(Arbeitsauftrag): Übersetzen Sie diesen Satz aus dem Text zur EUV-Belichtung ins Englische: „Um mit diesem Licht arbeiten zu können bedarf es allerdings einiger Vorkehrungen: Da dies Licht sehr leicht absorbiert wird, muss die gesamte Belichtung mit EUV-Strahlung im Vakuum vollzogen werden.“

Um mit diesem Licht arbeiten zu können bedarf es allerdings einiger Vorkehrungen: Da dies Licht sehr leicht absorbiert wird, muss die gesamte Belichtung mit EUV-Strahlung im Vakuum vollzogen werden. Zudem können keine Linsen verwandt werden, wie es üblicherweise mit Lasertechnologien in Verbindung gebracht wird, vielmehr funktioniert die Bündelung des Lichts über hochpräszise Spiegel, deren Herstellungsprozess für sich schon höchst anspruchsvoll ist.

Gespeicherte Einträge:
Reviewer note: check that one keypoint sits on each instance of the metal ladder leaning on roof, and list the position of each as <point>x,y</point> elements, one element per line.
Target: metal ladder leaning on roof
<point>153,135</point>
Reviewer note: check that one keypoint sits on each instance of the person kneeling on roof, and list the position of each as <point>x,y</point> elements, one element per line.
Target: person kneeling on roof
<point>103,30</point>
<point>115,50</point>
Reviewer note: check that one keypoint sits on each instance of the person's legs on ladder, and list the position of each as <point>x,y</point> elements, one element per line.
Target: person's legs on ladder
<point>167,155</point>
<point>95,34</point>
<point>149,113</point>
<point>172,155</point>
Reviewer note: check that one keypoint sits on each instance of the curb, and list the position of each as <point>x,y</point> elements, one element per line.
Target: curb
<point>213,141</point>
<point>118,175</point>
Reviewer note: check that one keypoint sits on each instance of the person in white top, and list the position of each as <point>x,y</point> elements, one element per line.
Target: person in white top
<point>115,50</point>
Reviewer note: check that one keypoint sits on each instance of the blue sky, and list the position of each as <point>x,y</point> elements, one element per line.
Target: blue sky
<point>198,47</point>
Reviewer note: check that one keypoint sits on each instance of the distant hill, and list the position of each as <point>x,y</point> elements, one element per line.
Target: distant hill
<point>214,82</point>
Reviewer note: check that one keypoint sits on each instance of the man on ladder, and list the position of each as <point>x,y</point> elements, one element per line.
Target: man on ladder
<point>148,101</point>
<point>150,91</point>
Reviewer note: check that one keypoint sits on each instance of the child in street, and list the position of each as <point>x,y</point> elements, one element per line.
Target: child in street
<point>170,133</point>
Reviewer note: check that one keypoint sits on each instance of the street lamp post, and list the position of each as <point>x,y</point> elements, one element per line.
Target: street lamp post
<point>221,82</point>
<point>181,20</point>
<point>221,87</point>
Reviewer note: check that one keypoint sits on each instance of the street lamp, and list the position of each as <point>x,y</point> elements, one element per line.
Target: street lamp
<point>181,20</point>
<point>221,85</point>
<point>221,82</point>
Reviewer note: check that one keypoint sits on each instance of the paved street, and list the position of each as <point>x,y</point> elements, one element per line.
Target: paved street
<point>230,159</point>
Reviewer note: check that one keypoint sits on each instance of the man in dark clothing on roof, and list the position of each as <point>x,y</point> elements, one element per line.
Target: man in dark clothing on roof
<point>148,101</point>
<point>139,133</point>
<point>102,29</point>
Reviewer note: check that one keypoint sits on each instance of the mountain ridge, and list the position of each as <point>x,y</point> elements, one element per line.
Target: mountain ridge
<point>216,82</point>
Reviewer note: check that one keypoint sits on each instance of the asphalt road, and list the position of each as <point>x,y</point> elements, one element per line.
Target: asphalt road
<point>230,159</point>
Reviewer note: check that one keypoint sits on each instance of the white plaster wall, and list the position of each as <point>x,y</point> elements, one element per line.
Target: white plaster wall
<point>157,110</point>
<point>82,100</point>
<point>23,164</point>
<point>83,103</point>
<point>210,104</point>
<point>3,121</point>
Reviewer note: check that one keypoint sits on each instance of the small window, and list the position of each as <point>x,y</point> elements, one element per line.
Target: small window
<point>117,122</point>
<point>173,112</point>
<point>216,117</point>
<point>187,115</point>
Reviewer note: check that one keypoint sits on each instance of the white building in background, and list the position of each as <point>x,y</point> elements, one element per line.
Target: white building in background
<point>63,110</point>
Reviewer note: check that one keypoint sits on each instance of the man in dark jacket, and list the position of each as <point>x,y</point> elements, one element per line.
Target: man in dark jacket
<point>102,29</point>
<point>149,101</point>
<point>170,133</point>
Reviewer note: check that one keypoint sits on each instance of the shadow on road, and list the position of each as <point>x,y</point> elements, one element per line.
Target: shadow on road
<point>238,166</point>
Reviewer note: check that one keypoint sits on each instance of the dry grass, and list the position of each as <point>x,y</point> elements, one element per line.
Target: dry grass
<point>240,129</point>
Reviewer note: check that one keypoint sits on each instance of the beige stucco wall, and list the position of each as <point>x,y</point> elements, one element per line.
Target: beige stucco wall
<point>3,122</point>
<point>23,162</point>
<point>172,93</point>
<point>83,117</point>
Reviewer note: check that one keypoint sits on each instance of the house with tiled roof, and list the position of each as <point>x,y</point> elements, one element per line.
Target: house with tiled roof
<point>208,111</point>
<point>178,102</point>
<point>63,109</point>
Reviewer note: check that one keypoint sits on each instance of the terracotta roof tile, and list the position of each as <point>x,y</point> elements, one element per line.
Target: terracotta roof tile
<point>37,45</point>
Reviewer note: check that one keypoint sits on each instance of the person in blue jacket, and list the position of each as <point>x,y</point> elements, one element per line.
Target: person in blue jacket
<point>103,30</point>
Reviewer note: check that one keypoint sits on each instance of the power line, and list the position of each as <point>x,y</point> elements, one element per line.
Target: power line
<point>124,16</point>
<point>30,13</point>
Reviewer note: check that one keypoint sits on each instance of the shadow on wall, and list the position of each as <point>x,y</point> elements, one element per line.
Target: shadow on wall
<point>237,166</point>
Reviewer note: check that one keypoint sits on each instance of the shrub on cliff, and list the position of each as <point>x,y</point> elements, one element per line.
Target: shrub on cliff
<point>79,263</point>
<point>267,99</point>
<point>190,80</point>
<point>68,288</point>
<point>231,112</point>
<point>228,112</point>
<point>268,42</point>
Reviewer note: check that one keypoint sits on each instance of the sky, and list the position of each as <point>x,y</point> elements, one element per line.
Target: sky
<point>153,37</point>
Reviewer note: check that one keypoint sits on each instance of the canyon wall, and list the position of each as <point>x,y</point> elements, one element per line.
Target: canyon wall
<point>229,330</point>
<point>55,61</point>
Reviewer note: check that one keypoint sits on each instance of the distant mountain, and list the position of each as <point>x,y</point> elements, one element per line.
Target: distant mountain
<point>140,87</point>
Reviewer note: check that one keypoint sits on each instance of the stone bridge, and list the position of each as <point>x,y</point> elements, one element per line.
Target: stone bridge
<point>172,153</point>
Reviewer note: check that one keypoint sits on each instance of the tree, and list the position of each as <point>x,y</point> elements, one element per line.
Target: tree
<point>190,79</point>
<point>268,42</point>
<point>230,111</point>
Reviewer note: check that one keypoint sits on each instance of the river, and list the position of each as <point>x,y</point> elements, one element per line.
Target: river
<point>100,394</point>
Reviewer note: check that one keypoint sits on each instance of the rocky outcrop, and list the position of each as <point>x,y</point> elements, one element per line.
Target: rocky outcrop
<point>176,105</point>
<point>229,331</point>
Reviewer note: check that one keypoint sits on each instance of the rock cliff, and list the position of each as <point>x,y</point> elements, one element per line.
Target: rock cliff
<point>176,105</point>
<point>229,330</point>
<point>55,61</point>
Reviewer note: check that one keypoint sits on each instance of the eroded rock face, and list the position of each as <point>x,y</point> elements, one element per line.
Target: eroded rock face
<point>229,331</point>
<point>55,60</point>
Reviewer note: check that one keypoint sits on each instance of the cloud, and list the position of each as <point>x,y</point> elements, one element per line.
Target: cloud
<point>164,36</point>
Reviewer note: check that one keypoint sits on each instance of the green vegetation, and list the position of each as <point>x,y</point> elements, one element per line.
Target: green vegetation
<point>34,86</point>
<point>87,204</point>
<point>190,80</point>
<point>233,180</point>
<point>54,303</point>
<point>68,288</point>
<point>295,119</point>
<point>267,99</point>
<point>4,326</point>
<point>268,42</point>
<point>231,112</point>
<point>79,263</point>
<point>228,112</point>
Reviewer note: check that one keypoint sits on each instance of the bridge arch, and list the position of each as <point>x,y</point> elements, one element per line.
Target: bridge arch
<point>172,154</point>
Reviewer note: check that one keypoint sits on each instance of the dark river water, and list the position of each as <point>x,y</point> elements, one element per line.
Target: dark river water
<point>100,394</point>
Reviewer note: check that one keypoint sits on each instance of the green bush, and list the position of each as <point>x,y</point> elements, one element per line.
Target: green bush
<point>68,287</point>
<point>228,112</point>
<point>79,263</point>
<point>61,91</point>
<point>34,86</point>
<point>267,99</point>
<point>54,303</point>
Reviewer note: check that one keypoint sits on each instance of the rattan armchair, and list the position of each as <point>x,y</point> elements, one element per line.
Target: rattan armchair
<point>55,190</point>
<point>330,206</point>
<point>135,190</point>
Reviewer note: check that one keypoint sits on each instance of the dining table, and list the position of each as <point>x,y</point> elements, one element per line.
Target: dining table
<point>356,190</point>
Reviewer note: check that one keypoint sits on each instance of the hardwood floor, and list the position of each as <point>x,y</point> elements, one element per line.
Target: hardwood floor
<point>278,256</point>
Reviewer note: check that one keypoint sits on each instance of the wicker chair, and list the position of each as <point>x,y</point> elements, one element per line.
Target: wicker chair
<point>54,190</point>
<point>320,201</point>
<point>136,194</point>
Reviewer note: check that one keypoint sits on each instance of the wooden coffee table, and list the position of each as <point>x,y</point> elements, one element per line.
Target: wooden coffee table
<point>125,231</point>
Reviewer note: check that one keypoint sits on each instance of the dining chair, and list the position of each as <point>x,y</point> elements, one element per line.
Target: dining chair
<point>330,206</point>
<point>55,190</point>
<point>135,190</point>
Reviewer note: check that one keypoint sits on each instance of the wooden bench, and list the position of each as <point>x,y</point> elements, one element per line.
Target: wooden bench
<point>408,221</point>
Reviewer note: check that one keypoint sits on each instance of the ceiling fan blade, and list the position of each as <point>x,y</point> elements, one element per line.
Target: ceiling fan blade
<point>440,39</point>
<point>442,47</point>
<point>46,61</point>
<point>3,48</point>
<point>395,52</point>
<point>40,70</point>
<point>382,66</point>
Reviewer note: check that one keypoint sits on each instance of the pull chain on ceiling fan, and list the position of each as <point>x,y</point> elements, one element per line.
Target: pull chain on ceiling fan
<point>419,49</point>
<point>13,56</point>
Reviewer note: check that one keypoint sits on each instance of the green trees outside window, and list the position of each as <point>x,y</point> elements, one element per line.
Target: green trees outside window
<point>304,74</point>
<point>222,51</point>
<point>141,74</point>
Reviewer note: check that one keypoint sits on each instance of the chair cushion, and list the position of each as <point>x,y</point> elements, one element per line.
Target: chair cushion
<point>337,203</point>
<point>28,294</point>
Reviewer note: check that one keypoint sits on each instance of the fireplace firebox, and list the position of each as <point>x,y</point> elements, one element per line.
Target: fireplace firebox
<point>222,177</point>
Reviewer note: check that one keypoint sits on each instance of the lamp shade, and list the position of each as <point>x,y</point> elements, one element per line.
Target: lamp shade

(Schriftliche Antwort): To be able to work with this light, however, a number of precautions are required: since this light is absorbed very easily, the entire exposure with EUV radiation must be carried out in a vacuum.